Poursuivez le texte ci-dessous sur les adolescents et les médias sociaux à partir de sa dernière phrase.

• Texte à examiner
▶

Les personnes dont le sens du soi est sous-développé sont les plus vulnérables aux pièges du monde en ligne.
Ces personnes vulnérables, qui manquent souvent d’interactions sociales épanouissantes dans la vie réelle, se tournent vers l’internet pour créer, renforcer et entretenir un sentiment d’identité de manière tout à fait artificielle.
« Il ne fait aucun doute que cela affecte le développement de l’esprit », selon le Pr Crespi.
« Utiliser les médias sociaux pour s’épanouir socialement peut être comme manger du pop-corn pour satisfaire la faim– c’est peut-être de la « nourriture », mais elle n’apportera pas la même subsistance qu’un vrai repas », estime Nancy Yang.
À mesure que les adolescents continuent de grignoter des interactions numériques, l’envie grandit, tandis que la faim demeure.
L’économie émotionnelle des médias sociaux
L’adolescence est une phase de développement caractérisée par une sensibilité accrue au rejet et à l’approbation des pairs. Des recherches menées par une équipe de psychologues en 2024 à l’université d’Amsterdam montrent que les adolescents sont plus sensibles au feedback social mesuré par les likes que les adultes, et qu’ils adaptent leur comportement de publication en fonction du nombre de likes qu’ils reçoivent.
En outre, lorsque les participants postent des images sur une plateforme simulée de type Instagram, l’humeur des adolescents est plus fortement affectée par une diminution du nombre de likes que celle des adultes. Cela suggère que l’engagement des adolescents dans les médias sociaux est davantage motivé par les émotions.

(illustration par Epoch Times, Shutterstock)

Une étude longitudinale publiée dans Frontiers in Digital Health a révélé quelque chose sur les adolescents et le stress lié aux médias sociaux : ce qui blesse le plus l’amitié n’est pas l’attente d’une disponibilité constante ou la pression pour toujours répondre aux messages – ce que les chercheurs ont appelé le « piège » –, mais plutôt les sentiments négatifs lorsque les amis ne leur répondent pas – la « déception ».
La déception était significativement liée à un plus grand nombre de disputes entre amis six mois plus tard. Le fait de se sentir obligé de toujours répondre à ses amis n’a pas provoqué le même niveau de conflit.

◀

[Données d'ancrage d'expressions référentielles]
▶

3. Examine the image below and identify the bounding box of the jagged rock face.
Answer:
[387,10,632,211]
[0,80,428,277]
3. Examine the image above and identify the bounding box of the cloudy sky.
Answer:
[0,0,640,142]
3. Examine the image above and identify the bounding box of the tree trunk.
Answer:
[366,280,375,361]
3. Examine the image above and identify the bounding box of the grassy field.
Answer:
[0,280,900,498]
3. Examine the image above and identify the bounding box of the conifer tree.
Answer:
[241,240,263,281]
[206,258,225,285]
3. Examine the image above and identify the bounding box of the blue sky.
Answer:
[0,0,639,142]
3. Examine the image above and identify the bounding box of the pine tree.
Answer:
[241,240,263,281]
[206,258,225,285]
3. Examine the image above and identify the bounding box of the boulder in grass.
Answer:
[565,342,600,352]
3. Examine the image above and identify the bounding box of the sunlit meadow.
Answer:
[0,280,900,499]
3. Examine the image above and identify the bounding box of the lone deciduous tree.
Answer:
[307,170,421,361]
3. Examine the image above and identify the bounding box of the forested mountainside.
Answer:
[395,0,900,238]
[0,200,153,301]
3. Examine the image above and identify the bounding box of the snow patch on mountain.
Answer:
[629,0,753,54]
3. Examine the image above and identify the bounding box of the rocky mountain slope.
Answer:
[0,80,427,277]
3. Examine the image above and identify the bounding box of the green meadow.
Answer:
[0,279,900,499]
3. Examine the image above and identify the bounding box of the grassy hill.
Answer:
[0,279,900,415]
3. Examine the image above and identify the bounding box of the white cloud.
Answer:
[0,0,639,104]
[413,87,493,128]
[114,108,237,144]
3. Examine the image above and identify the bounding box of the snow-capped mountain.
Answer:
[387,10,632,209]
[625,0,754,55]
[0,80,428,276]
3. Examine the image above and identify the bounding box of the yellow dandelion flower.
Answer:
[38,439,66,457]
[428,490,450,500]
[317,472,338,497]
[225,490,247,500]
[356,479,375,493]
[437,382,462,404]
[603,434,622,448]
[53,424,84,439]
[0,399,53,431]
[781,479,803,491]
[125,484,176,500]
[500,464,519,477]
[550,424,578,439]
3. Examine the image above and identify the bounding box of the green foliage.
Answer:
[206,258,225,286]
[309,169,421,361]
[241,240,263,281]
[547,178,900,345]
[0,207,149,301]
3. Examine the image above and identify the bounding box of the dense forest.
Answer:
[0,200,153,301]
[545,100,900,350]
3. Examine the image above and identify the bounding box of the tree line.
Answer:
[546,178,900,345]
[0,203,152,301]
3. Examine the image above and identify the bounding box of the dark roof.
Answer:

◀

• Réponse à l'exercice
Et c’est sans compter le facteur visuel : l’étude a montré que les photos et les vidéos représentent des « investissements » plus importants qui exigent des retours proportionnels, ce qui rend l’effet de la déception encore plus fort. Lorsque les adolescents partagent une image soigneusement sélectionnée, ils effectuent essentiellement un dépôt émotionnel plus important et s’attendent à un retour de validation correspondant.
Les résultats suggèrent que les adolescents ne sont pas contrariés par le fait d’avoir travaillé – ils sont contrariés par le fait de ne pas avoir obtenu les résultats escomptés. Ils publient des contenus en espérant des « dividendes » d’engagement, et lorsque ceux-ci ne se matérialisent pas, des conflits s’ensuivent.
Une expérience non contrôlée
« Les médias sociaux ne sont qu’une vaste expérience sans véritable groupe de contrôle pour l’instant », selon le Pr Crespi. « Nous devons nous en accommoder du mieux que nous pouvons. »
Bien que les médias sociaux puissent être un outil utile, Nancy Yang recommande de les utiliser avec modération. « Sortez et touchez de l’herbe », a-t-elle déclaré, soulignant de manière ludique la nécessité des conversations en face à face pour cultiver des relations significatives.
Selon elle, « les compétences sociales, c’est comme apprendre à danser : vous pouvez regarder autant de vidéos de danse que vous voulez, mais ce ne sera pas la même chose que de danser ». « Le tout est plus que la somme des parties ».
Mari Otsu est titulaire d'une licence en histoire de l'art et en psychologie. Elle a appris le dessin classique et la peinture à l'huile dans le cadre d’un programme du Grand Central Atelier.